## What is required
Write out every line below that contains "railing".

## Given records
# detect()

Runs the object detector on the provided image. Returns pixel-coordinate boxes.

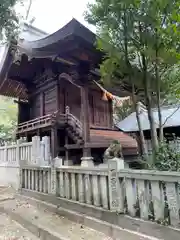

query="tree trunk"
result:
[131,84,147,158]
[142,53,158,155]
[123,12,147,158]
[155,31,163,142]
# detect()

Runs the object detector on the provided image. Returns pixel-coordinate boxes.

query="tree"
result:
[85,0,179,159]
[114,99,133,121]
[0,96,17,141]
[0,0,21,41]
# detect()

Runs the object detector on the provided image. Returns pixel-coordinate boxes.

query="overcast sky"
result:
[17,0,95,34]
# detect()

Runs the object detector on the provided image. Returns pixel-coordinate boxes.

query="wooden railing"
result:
[21,164,180,227]
[17,108,82,138]
[17,114,53,133]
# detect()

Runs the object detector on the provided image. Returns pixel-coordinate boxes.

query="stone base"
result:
[124,162,130,168]
[64,159,73,166]
[54,157,63,167]
[81,157,94,167]
[108,157,125,170]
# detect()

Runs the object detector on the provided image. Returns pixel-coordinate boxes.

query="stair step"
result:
[0,198,114,240]
[0,212,38,239]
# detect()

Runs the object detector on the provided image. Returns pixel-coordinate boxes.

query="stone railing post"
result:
[16,140,20,165]
[32,136,41,165]
[4,143,8,163]
[42,136,51,165]
[50,159,57,195]
[108,157,125,212]
[16,140,23,191]
[49,157,63,194]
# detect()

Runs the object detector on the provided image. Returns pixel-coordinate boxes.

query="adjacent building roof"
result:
[116,105,180,132]
[90,129,138,155]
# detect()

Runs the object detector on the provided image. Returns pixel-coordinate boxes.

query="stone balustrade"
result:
[21,162,180,227]
[22,166,51,193]
[0,136,51,166]
[118,169,180,226]
[56,167,109,209]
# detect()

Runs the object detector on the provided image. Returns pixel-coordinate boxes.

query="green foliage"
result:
[85,0,180,97]
[0,0,20,41]
[0,96,17,141]
[85,0,180,157]
[143,140,180,171]
[114,100,133,121]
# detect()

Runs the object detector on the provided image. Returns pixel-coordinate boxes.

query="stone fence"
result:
[0,136,50,189]
[0,136,51,166]
[21,160,180,228]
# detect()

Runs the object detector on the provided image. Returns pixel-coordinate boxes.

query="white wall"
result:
[0,164,20,190]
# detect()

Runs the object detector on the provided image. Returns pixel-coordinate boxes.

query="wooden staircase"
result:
[66,113,84,144]
[17,108,84,145]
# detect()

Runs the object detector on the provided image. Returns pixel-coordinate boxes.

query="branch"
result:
[161,105,180,127]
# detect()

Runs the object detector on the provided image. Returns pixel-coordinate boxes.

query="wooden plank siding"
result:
[44,87,57,115]
[30,94,41,118]
[90,89,112,128]
[25,75,113,129]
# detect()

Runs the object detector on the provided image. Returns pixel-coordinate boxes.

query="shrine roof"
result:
[18,18,98,60]
[0,19,132,100]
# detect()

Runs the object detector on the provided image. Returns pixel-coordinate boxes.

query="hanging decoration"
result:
[93,80,131,105]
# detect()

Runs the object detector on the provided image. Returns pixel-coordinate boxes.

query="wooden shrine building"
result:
[0,19,138,166]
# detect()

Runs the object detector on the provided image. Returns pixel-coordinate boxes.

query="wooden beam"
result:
[65,144,83,150]
[65,142,109,150]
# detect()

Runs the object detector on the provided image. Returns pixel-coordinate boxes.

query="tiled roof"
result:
[117,104,180,132]
[90,129,138,156]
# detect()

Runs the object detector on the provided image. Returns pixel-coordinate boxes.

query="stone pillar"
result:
[16,139,20,166]
[81,156,94,167]
[54,156,63,168]
[32,136,41,165]
[17,140,22,191]
[64,159,73,166]
[50,159,57,195]
[108,157,125,212]
[42,136,51,166]
[124,162,130,168]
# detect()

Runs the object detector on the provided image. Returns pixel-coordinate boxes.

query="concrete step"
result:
[0,198,113,240]
[0,194,162,240]
[0,212,39,239]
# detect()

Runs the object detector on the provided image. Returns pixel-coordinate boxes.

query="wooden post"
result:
[17,100,21,125]
[80,85,93,167]
[81,85,90,156]
[56,83,60,111]
[51,125,58,159]
[40,92,44,116]
[65,135,69,160]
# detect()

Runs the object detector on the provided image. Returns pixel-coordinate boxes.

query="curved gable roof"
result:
[19,18,96,55]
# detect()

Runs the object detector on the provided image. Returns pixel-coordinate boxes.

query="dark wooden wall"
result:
[18,69,113,128]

## Solution to this problem
query="wooden railing"
query="stone railing post"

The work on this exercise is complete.